- **Fragmento proporcionado**:
%%

Gracias a estas oblongas frituras descubro a Ángel Gorostiza Lazcano (63), antiguo comercial de Basterra y patrón de Lautxo, esas tres tiendas de Bilbao con logo color yema ante las que se forman colas kilométricas en Navidades. Este pasado diciembre produjeron 55.250 piezas, que ya son croquetas para freír.
Gorostiza, que vende a numerosos restaurantes y baretos de postín en envases sin marca (lo que permite a muchos hacer pasar por propias las croquetas que adquieren a Lautxo) me regala una anécdota que ejemplifica como pocas la humildad. «Fui un día con mi hijo al Rotter y pidió croquetas. Me dijo 'papá, estas están mejores que las que haces tú'». El bueno de Gorostiza calló (y calla aún su secreto ante el chaval). El Rotterdam, sí, emplea las croquetas que salen de su obrador de Prim. Como otros muchos. Eso es instinto paternal.

%%

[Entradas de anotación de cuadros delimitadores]
%%

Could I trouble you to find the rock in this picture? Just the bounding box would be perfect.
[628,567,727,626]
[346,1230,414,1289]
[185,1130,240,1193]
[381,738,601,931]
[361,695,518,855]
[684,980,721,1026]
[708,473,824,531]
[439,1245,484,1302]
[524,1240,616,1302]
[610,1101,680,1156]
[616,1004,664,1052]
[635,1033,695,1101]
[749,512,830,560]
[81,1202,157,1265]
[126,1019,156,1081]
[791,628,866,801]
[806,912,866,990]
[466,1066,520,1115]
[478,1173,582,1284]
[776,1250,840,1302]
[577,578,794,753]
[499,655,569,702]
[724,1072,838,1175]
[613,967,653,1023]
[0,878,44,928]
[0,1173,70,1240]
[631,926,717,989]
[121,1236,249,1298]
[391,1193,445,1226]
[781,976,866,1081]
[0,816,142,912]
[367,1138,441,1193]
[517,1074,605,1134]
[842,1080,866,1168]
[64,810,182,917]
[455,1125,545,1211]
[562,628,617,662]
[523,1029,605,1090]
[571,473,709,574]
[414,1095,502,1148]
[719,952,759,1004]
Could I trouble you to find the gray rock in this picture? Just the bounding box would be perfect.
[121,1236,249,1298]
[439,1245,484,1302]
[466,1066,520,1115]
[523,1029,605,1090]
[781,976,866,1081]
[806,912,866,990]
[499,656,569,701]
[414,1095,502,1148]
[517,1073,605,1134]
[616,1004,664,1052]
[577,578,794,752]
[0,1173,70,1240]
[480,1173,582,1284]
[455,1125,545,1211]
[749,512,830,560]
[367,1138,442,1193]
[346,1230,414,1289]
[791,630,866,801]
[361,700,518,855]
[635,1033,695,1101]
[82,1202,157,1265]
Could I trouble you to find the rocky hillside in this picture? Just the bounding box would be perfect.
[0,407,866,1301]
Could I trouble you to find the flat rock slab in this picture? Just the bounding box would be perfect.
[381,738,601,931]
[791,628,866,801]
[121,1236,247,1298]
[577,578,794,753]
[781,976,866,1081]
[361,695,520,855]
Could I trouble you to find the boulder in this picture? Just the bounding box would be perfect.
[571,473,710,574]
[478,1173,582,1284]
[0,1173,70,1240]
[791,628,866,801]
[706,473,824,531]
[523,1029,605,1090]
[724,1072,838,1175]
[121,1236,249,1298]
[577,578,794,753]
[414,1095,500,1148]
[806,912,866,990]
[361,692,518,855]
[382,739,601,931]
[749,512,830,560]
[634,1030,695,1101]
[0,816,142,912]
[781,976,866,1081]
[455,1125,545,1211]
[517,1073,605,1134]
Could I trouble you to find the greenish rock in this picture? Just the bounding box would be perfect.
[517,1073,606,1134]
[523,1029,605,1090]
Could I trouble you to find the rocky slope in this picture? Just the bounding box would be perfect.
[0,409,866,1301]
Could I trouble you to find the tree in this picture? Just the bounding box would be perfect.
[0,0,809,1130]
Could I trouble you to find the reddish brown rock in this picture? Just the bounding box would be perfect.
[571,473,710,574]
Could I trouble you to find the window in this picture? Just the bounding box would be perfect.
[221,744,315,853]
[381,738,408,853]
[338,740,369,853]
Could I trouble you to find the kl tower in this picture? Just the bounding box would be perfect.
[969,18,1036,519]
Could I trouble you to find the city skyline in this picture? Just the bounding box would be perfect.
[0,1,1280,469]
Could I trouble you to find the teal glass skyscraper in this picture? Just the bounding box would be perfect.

%%

- **Instrucciones**:
[1] Según el fragmento sobre las croquetas, ¿cuántas piezas produjo Lautxo el pasado diciembre?
[2] Reproduce sin cambios las filas que van desde la línea que contiene "Could I trouble you to find the greenish" hasta el final de las filas, ambos extremos incluidos.

- **Soluciones desarrolladas**:
[1] 55.250 piezas.

[2]
Could I trouble you to find the greenish rock in this picture? Just the bounding box would be perfect.
[517,1073,606,1134]
[523,1029,605,1090]
Could I trouble you to find the rocky slope in this picture? Just the bounding box would be perfect.
[0,409,866,1301]
Could I trouble you to find the tree in this picture? Just the bounding box would be perfect.
[0,0,809,1130]
Could I trouble you to find the reddish brown rock in this picture? Just the bounding box would be perfect.
[571,473,710,574]
Could I trouble you to find the window in this picture? Just the bounding box would be perfect.
[221,744,315,853]
[381,738,408,853]
[338,740,369,853]
Could I trouble you to find the kl tower in this picture? Just the bounding box would be perfect.
[969,18,1036,519]
Could I trouble you to find the city skyline in this picture? Just the bounding box would be perfect.
[0,1,1280,469]
Could I trouble you to find the teal glass skyscraper in this picture? Just the bounding box would be perfect.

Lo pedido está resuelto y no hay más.